**Point labeling listing**:

┏━━

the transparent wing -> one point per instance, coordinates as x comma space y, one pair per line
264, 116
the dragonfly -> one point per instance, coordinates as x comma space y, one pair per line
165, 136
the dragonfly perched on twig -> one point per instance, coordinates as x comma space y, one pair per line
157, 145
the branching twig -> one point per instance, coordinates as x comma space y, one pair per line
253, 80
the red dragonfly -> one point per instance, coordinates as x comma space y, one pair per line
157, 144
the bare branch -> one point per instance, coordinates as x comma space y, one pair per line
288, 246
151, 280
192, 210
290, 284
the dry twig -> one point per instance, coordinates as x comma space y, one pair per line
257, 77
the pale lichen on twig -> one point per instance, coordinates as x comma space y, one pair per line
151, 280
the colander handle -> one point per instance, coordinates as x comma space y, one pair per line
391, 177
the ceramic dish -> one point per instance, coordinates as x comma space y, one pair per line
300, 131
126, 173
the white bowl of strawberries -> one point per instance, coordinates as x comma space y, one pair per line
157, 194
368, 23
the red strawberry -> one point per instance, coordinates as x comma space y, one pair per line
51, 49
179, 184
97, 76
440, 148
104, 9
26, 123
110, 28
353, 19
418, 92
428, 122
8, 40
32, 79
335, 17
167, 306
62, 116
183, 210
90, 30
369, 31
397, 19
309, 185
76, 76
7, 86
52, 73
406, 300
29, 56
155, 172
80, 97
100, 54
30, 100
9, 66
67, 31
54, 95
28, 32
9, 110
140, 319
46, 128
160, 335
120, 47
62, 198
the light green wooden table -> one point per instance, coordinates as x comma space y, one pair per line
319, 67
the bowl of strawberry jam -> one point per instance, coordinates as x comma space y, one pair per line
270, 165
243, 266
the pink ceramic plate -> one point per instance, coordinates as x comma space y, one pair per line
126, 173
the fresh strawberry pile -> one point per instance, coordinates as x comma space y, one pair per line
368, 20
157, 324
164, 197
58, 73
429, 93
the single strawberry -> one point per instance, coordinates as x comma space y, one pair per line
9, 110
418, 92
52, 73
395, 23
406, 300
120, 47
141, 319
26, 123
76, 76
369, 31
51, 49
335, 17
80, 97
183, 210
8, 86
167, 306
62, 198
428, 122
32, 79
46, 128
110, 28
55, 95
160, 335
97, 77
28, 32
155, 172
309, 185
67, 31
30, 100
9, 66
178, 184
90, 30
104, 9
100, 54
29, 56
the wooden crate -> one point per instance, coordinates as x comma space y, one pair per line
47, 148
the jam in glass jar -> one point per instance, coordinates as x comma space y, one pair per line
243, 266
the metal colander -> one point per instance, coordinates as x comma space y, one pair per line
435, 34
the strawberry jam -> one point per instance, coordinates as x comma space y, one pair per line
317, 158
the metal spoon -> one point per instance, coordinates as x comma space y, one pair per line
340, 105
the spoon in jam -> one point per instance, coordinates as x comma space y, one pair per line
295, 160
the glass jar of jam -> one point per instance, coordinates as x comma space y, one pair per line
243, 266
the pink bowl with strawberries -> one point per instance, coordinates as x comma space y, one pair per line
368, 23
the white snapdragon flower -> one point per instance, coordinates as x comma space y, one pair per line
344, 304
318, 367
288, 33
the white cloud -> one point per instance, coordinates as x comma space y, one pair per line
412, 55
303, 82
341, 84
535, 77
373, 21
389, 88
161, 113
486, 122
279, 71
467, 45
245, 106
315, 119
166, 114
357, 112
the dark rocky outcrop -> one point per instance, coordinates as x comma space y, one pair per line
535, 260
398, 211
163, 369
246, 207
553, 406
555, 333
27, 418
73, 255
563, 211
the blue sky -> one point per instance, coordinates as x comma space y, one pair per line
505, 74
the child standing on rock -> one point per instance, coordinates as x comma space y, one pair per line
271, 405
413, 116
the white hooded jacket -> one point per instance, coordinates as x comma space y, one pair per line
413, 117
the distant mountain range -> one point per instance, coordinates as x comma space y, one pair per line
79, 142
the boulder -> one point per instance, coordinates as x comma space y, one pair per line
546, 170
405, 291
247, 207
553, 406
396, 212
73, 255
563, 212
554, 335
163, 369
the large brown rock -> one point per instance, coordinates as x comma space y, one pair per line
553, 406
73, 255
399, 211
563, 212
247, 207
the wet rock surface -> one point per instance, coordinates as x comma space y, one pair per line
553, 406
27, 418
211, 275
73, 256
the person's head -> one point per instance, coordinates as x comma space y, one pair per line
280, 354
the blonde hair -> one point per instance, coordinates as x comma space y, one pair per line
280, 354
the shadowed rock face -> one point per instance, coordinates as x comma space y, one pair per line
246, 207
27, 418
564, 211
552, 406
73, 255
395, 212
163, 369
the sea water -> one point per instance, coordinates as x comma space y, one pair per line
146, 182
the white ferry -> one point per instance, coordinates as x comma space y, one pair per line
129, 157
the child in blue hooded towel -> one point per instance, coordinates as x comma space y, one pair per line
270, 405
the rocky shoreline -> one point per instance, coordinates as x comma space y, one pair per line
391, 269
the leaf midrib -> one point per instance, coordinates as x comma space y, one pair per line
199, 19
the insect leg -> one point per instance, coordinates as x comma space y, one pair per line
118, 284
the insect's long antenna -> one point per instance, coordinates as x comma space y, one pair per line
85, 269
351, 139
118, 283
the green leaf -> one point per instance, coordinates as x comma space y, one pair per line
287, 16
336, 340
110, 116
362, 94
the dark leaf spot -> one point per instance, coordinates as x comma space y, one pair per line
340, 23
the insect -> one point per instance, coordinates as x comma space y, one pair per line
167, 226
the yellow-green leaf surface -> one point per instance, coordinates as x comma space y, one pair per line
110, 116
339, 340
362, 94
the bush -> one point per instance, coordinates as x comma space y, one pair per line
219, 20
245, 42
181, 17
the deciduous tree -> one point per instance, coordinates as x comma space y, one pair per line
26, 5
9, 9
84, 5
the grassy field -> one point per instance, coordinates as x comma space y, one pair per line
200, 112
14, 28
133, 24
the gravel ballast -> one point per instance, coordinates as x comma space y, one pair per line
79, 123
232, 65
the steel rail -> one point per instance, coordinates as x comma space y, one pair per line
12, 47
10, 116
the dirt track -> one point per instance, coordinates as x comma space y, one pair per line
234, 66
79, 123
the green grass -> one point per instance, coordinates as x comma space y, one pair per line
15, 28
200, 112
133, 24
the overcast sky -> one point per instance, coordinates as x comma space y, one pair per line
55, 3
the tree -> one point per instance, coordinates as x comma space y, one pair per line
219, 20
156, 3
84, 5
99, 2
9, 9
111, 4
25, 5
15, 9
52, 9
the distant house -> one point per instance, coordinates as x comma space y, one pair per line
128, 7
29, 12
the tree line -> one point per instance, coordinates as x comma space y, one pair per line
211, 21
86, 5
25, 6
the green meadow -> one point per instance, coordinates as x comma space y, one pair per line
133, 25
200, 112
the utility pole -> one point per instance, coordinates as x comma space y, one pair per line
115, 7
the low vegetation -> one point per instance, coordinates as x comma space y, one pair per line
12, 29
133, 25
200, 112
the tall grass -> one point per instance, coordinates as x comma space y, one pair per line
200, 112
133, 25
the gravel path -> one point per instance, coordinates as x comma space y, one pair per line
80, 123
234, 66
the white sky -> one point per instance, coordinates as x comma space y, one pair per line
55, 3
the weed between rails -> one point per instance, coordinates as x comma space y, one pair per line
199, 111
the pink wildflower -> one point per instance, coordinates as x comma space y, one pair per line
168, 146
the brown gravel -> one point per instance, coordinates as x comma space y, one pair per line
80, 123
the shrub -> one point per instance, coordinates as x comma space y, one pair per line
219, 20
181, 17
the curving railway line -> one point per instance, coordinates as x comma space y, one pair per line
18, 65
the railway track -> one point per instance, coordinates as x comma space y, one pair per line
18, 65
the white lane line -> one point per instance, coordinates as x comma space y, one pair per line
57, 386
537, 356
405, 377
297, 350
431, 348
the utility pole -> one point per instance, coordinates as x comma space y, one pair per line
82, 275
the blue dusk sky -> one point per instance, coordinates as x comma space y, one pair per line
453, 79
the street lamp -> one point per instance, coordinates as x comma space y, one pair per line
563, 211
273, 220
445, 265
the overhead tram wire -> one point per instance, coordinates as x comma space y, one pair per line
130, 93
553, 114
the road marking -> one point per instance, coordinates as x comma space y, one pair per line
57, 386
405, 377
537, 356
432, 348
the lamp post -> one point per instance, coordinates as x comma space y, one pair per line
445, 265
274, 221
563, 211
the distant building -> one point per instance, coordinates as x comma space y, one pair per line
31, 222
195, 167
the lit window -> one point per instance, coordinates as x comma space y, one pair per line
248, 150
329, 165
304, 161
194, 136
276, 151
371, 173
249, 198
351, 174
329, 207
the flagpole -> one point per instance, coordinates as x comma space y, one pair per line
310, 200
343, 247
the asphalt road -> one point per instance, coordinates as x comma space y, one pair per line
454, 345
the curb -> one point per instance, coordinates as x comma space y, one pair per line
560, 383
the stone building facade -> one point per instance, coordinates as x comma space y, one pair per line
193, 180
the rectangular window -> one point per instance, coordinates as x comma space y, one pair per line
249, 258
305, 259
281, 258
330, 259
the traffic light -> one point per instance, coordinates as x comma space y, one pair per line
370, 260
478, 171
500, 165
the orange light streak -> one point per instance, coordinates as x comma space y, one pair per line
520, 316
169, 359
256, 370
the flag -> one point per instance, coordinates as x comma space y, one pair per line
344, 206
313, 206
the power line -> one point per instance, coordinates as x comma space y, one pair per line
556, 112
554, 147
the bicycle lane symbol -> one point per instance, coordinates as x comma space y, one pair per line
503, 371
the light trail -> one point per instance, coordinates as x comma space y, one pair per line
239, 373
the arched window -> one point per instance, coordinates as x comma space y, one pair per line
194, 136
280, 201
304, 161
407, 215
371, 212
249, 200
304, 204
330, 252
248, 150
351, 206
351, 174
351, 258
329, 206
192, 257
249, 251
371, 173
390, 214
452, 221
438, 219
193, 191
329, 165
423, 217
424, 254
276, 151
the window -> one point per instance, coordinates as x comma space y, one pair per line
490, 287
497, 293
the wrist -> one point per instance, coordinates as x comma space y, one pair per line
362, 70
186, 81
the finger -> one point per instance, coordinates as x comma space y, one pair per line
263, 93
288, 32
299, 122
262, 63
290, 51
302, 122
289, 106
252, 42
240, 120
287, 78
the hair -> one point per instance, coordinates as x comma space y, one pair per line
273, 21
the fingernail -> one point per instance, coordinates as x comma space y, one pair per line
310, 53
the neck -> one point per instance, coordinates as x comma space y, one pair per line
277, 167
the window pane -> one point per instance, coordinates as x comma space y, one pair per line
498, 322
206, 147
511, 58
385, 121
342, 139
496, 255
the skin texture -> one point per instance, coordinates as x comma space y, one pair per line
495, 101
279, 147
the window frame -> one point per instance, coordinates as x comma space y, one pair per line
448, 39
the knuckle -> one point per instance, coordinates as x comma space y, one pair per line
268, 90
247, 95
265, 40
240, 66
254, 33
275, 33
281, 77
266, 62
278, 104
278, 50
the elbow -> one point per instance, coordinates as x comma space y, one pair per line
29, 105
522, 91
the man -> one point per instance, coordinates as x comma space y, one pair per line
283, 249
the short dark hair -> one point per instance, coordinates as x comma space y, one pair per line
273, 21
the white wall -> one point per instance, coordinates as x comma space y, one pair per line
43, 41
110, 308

┗━━

**Set task**: Update the lines of the listing from the line with "the elbow ->" through the end of the listing so that "short dark hair" becomes "short black hair", and return only those lines, with everything else left as it is.

**Solution to this exercise**:
the elbow -> one point per instance, coordinates as x comma space y, one pair per line
29, 105
522, 91
the man -> one point per instance, coordinates as x comma space y, one pair per line
283, 249
the short black hair -> one point per instance, coordinates as x comma space y, one pair per line
273, 21
the white wall -> one point per instance, coordinates as x comma space y, one pair per line
43, 41
110, 308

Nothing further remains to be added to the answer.